**Work instructions**
Reproduce every one of the following items word for word, line by line.

— Start Data —

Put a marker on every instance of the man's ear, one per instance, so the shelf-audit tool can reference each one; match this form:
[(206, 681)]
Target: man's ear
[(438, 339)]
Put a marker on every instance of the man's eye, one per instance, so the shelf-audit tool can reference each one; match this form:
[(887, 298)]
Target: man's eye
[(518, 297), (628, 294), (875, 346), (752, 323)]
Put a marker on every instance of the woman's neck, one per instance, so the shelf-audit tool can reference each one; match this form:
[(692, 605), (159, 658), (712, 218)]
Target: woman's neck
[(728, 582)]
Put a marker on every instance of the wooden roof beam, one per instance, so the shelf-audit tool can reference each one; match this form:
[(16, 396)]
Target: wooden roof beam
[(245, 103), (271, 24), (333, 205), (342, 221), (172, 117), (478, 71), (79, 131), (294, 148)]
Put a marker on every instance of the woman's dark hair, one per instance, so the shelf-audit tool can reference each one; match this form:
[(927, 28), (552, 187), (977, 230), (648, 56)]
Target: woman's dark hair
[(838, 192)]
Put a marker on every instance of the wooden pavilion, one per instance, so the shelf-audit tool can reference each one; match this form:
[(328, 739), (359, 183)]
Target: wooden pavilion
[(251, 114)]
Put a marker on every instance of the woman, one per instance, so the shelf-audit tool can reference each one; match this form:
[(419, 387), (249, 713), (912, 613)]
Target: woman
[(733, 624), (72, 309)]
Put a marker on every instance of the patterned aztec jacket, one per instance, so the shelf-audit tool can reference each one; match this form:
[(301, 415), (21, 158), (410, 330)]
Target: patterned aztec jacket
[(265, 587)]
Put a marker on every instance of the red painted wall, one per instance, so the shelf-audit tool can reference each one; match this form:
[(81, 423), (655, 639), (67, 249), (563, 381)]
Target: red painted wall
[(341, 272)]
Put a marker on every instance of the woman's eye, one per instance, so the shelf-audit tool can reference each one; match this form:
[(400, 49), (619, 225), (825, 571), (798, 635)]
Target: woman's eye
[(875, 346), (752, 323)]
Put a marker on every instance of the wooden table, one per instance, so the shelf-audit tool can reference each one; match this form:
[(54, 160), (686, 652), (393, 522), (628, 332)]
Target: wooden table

— End Data —

**Expected output**
Put a marker on every instance of the man's ear, one per instance, so the shelf-audit tool can reference each one; match this form:
[(206, 681)]
Target: man's ear
[(438, 339)]
Put a marker on every instance of the man's eye, one per instance, so the shelf-audit tool can reference each one; match this form:
[(887, 298)]
Target: man's eye
[(518, 297), (628, 294), (875, 346), (752, 323)]
Put a marker on every instance of the woman's neck, one per instance, so the shelf-audit tool can reference each one; match this form:
[(692, 605), (159, 658), (712, 218)]
Target: woman's neck
[(728, 582)]
Put a marker on every instance of the wooden roof beam, one per instance, so the shelf-audit tool can reference each one; match this form:
[(16, 396)]
Target: wooden roof beam
[(245, 103), (271, 24), (333, 205), (342, 221), (172, 117), (478, 71), (79, 131), (294, 148)]
Put a marker on every instance of the woman's dark hair, one per instance, so the shelf-audit tool can reference each one; match this form:
[(927, 28), (552, 187), (977, 230), (648, 56)]
Target: woman's dark hair
[(838, 192)]
Put a marker on every instance of the wooden pavilion, one per instance, so the shelf-audit tool can reference each one; match this form:
[(328, 739), (359, 183)]
Target: wooden pavilion
[(251, 114)]
Put a marker on every instance of the woman, one per instance, so the shelf-audit tool can reference each one; match this form:
[(419, 387), (249, 713), (912, 613)]
Target: woman
[(733, 624), (72, 309)]
Put a marker on every instance of the patterned aztec jacket, one per instance, so the shelf-audit tool can reference each one; match this form:
[(301, 415), (21, 158), (410, 330)]
Target: patterned aztec jacket
[(265, 587)]
Put a marker on every instance of the red painted wall, one per instance, so the shelf-audit tool can reference each one; match this form:
[(81, 423), (655, 639), (67, 249), (563, 381)]
Target: red painted wall
[(341, 272)]
Put a marker on every instance of the woman's eye, one per instance, so the shelf-audit tool can reference each one; match this form:
[(400, 49), (619, 225), (825, 571), (798, 635)]
Target: woman's eye
[(875, 346), (752, 323)]
Put a marker on every instance of the wooden table, one per instance, so the shelf-audit tool can reference each one; match this form:
[(54, 160), (686, 652), (393, 522), (628, 332)]
Target: wooden table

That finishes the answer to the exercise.